Return every line below in which "stem" appears.

##########

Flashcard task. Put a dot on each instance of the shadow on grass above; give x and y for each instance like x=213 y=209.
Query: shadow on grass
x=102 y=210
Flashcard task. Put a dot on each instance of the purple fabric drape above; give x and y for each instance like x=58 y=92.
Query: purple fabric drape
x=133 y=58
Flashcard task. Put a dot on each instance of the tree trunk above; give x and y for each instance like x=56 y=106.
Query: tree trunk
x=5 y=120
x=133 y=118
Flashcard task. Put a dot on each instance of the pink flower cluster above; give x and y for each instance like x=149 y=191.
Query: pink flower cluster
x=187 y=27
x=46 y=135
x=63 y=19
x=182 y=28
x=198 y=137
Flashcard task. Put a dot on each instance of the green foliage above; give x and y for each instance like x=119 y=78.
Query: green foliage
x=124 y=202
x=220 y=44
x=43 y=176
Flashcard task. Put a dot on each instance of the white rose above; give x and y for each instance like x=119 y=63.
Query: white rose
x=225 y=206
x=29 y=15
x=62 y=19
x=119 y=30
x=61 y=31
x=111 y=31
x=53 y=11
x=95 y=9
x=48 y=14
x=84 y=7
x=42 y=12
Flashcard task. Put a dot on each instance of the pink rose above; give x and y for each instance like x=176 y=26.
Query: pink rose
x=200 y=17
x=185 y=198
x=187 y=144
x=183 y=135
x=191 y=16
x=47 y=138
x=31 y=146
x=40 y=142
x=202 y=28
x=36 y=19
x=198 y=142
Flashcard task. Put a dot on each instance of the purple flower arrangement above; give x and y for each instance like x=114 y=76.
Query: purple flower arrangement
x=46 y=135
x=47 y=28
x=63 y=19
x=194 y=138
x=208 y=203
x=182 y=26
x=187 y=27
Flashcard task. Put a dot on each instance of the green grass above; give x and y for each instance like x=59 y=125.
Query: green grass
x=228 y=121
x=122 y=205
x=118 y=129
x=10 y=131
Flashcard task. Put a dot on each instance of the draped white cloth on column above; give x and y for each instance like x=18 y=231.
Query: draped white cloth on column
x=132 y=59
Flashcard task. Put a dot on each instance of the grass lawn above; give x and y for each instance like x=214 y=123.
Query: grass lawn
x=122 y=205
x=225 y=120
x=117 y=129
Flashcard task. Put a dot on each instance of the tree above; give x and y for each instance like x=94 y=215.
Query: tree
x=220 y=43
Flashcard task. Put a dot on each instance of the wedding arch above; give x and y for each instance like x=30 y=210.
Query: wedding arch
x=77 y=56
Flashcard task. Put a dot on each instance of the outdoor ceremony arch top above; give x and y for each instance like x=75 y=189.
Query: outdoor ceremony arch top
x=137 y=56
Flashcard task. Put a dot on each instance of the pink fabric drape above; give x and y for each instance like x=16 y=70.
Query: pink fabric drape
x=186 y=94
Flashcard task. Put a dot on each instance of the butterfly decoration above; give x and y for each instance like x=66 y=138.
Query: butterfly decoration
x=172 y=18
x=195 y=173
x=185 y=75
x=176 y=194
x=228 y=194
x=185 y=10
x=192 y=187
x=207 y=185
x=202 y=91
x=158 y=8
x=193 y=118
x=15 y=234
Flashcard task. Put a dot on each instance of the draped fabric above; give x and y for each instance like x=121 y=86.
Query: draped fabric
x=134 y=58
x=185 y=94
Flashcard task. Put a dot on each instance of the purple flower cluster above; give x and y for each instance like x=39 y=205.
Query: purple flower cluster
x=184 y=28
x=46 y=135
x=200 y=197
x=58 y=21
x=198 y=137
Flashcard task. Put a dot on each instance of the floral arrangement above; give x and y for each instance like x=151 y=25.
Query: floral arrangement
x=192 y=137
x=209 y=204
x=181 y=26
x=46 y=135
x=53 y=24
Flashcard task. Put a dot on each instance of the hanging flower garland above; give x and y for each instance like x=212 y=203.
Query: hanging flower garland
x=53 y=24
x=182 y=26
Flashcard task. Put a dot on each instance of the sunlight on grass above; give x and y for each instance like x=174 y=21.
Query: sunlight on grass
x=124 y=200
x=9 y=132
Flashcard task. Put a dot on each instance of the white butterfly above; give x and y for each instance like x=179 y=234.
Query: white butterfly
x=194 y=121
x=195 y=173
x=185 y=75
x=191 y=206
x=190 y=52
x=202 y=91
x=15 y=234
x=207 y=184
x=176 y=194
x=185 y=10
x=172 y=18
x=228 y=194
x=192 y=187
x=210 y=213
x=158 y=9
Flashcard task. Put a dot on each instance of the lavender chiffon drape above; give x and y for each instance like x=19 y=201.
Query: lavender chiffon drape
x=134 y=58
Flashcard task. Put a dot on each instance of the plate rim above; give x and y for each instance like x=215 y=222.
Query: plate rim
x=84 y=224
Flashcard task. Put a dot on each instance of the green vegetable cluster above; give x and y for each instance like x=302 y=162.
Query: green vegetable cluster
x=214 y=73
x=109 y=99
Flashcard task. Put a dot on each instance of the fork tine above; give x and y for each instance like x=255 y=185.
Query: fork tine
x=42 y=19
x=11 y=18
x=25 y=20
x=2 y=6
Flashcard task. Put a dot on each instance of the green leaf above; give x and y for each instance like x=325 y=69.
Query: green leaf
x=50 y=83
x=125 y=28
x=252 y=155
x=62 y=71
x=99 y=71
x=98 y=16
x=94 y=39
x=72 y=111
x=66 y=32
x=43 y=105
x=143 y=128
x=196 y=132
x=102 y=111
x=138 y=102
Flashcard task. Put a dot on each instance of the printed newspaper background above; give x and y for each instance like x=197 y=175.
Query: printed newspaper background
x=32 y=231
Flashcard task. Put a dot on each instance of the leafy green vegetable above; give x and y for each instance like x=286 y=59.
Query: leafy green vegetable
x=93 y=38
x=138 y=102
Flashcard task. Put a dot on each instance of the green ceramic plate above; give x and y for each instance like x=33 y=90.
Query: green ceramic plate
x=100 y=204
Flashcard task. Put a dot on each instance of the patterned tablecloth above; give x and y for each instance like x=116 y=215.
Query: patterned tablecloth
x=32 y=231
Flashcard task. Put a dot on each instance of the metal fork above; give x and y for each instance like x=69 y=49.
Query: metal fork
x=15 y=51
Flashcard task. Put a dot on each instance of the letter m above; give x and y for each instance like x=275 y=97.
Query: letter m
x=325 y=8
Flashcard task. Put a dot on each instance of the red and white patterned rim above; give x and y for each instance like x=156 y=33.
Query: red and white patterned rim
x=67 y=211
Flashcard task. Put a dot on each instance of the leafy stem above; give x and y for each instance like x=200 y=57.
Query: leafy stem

##########

● **TASK OUTPUT**
Flashcard task. Put a dot on each instance of the leafy stem above; give x and y for each instance like x=200 y=57.
Query: leafy stem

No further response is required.